• Work instructions
The answer is the set of lines that include "corners", copied from the data below.

** Opening Data for this task block **

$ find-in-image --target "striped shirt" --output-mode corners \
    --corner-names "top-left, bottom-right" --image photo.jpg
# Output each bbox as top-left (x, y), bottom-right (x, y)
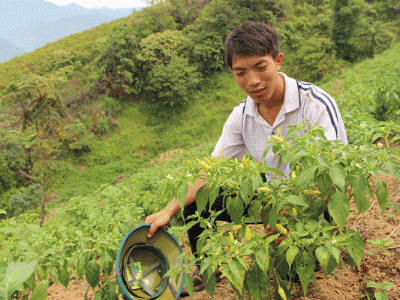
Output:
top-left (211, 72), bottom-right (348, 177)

** Closing Data for this task block **
** Opening Data for this task block **

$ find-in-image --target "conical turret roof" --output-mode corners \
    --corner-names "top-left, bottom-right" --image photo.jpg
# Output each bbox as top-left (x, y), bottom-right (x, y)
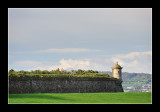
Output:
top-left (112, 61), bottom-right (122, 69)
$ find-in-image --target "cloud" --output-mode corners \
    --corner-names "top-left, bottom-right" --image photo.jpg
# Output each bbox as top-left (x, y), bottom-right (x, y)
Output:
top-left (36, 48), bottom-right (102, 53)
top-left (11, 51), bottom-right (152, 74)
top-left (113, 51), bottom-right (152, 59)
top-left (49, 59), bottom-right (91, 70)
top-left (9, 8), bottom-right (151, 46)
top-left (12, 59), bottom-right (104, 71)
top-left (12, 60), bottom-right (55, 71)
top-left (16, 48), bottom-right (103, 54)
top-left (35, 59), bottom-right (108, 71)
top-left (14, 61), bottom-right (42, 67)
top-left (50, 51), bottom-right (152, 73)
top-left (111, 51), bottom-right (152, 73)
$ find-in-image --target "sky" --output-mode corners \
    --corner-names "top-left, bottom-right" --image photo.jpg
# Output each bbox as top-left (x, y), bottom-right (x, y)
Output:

** Closing Data for this task block **
** Opening Data for this task block **

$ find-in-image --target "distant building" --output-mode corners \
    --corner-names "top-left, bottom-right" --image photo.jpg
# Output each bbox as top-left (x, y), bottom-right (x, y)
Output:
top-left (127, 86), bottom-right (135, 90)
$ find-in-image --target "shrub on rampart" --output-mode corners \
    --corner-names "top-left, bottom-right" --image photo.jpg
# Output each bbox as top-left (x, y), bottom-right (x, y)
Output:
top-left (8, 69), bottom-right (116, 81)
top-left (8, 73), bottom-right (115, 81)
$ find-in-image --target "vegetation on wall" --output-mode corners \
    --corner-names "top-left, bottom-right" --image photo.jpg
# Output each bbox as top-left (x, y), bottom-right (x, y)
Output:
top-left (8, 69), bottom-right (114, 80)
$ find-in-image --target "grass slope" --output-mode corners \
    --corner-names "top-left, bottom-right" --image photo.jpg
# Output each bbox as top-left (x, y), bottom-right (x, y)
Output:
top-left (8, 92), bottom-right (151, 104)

** Closing Data for this task block **

• Solution below
$ find-in-image --target "striped shirt" --output-mode corners \
$ find-in-image --target "conical turret roof" --output-mode corners \
$ find-in-image --target "cloud" --output-mode corners \
$ find-in-image --target "sky" --output-mode corners \
$ find-in-image --target "distant building" --output-mode corners \
$ find-in-image --target "shrub on rampart" --output-mode corners \
$ find-in-image --target "vegetation on wall" --output-mode corners \
$ find-in-image --target "grass slope" --output-mode corners \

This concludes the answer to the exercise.